■ EXERCISE TASK: Gather every line below that contains the string "boat", and copy each one out.

(Rows from a pointing dataset)
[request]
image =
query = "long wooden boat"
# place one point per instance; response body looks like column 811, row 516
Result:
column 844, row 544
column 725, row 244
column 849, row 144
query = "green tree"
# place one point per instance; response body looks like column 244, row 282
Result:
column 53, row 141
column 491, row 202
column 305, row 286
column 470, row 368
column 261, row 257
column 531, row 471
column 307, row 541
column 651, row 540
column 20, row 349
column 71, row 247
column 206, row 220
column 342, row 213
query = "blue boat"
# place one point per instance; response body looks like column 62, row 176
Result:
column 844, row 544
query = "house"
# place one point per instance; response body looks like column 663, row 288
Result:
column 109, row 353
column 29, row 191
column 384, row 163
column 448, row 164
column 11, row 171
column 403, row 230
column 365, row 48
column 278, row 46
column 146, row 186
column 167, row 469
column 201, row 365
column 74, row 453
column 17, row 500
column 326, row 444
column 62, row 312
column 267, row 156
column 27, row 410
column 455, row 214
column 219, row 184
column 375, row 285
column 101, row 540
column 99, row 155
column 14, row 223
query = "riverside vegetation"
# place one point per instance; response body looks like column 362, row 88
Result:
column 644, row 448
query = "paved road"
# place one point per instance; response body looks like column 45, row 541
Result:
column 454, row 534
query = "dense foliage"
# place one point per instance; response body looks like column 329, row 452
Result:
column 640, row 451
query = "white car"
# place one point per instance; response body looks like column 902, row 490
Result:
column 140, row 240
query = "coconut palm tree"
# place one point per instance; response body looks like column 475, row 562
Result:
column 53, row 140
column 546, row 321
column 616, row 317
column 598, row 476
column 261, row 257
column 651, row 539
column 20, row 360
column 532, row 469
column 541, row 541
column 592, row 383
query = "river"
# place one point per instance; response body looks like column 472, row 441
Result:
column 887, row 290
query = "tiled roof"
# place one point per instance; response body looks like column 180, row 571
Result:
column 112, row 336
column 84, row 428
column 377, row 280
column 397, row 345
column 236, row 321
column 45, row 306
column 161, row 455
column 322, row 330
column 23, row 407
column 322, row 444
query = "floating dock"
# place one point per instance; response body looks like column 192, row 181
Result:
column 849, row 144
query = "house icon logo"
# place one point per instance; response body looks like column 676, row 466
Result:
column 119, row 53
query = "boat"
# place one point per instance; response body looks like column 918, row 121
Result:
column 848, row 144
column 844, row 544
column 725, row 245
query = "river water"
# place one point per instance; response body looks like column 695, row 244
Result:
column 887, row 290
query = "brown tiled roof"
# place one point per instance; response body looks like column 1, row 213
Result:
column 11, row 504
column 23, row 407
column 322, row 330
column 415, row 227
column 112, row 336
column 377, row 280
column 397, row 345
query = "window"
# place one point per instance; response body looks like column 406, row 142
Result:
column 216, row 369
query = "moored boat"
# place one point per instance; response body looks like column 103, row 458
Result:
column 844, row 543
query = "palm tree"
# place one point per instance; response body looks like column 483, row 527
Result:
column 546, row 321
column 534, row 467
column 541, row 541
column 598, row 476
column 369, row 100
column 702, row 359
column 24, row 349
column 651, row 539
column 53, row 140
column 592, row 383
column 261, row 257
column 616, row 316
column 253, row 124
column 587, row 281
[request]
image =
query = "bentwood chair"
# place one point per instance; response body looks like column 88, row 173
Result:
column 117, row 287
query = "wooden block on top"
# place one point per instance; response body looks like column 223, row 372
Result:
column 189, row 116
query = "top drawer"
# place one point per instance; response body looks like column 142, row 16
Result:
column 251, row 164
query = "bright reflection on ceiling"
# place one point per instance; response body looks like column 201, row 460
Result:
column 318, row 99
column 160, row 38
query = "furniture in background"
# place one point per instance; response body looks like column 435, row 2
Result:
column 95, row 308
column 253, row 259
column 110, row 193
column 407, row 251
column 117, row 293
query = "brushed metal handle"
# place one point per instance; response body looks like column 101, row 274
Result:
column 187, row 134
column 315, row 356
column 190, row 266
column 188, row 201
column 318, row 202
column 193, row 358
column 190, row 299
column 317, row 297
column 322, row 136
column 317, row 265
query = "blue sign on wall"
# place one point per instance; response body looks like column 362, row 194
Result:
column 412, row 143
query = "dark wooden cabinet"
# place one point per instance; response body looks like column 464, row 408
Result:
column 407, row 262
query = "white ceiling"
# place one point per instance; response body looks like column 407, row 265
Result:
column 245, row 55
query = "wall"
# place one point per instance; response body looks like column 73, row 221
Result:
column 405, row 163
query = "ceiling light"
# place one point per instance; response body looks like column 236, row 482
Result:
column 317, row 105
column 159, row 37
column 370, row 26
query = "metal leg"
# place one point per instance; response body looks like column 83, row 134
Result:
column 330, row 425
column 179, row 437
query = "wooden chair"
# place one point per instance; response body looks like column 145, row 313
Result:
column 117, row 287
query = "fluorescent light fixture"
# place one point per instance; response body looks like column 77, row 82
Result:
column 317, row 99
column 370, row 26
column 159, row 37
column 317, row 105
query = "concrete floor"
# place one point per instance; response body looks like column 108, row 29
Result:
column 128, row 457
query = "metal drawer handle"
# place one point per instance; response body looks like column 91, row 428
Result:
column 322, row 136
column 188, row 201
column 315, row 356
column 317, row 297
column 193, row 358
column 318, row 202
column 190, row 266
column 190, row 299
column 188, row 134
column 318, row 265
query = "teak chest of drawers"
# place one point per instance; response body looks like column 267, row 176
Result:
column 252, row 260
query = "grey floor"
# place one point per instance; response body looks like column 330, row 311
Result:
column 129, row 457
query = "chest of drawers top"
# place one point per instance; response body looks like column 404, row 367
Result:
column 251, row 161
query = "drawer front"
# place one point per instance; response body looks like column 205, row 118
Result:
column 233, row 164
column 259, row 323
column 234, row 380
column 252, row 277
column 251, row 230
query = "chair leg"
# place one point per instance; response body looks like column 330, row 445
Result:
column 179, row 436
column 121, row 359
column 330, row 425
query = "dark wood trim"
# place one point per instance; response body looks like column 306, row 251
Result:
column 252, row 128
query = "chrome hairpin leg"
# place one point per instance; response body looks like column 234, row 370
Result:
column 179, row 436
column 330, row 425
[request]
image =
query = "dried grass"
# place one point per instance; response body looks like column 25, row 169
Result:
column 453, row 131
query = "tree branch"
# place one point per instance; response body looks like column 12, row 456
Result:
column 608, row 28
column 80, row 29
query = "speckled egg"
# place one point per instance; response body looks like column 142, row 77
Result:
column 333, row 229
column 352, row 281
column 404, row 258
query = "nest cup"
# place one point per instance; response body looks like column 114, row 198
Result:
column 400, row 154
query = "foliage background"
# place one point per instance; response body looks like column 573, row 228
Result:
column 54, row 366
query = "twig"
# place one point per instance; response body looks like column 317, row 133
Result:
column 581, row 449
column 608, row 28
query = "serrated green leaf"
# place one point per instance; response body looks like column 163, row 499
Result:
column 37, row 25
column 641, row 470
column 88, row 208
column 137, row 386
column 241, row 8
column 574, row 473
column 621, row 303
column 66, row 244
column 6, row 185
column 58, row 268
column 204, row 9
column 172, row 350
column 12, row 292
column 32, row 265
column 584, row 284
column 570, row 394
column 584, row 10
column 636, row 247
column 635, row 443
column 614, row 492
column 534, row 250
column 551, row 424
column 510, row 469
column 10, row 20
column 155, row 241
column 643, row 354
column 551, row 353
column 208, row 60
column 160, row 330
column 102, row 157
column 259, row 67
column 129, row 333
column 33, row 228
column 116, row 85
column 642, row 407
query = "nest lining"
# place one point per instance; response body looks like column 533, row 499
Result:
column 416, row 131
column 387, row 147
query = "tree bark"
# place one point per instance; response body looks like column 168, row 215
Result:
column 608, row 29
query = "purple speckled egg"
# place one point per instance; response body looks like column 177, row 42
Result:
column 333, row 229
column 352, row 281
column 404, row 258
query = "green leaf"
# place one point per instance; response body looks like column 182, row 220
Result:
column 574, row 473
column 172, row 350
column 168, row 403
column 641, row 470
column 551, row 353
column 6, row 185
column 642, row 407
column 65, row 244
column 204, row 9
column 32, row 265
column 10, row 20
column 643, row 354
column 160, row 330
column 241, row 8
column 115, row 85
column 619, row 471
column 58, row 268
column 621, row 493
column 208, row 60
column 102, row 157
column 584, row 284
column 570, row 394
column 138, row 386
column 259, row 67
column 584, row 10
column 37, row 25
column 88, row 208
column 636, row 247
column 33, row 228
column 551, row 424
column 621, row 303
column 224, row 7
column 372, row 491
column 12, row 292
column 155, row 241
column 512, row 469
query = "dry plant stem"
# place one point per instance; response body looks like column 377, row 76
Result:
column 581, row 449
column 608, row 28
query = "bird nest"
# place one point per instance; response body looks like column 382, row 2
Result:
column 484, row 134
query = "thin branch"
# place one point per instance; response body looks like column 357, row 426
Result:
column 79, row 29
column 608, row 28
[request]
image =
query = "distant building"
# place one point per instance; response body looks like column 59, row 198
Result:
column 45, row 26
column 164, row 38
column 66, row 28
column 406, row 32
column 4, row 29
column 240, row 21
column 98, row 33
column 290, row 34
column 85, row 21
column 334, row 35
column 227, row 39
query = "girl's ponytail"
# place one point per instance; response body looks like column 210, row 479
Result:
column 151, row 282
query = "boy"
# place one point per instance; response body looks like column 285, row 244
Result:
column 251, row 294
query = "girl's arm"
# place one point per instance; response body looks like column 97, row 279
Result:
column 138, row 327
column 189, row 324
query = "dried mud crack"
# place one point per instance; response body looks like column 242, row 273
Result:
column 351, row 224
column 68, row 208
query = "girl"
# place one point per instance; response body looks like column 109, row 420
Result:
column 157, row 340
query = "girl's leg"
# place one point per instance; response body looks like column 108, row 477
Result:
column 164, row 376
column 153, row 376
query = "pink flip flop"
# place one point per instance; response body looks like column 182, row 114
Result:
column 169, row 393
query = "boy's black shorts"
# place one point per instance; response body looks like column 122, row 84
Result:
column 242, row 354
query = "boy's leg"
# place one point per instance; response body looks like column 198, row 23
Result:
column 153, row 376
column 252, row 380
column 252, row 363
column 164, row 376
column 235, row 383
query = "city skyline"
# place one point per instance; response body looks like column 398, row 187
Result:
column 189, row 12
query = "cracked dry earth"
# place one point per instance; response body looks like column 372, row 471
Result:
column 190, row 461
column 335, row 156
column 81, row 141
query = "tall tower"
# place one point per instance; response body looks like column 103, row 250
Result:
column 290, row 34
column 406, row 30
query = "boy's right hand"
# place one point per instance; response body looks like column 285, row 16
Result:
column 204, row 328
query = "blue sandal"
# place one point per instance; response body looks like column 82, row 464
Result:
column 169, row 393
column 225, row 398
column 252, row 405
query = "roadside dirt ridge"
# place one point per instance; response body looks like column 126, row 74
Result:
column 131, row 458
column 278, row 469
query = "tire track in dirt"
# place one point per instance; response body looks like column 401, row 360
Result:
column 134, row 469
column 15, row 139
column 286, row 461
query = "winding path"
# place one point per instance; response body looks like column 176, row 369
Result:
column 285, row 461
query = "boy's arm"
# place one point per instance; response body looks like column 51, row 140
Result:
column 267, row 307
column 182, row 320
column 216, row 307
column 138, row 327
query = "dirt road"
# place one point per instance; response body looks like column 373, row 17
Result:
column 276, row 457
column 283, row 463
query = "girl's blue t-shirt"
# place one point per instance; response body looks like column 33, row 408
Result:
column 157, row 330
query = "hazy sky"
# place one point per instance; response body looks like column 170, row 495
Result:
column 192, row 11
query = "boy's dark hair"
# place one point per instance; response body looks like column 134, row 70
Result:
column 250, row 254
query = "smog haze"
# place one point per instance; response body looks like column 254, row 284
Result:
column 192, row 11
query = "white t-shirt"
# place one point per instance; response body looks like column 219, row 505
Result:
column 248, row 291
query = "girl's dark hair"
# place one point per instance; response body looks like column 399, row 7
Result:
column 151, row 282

■ OUTPUT OF THE TASK:
query = "long wooden boat"
query = "blue boat"
query = "boat"
query = "moored boat"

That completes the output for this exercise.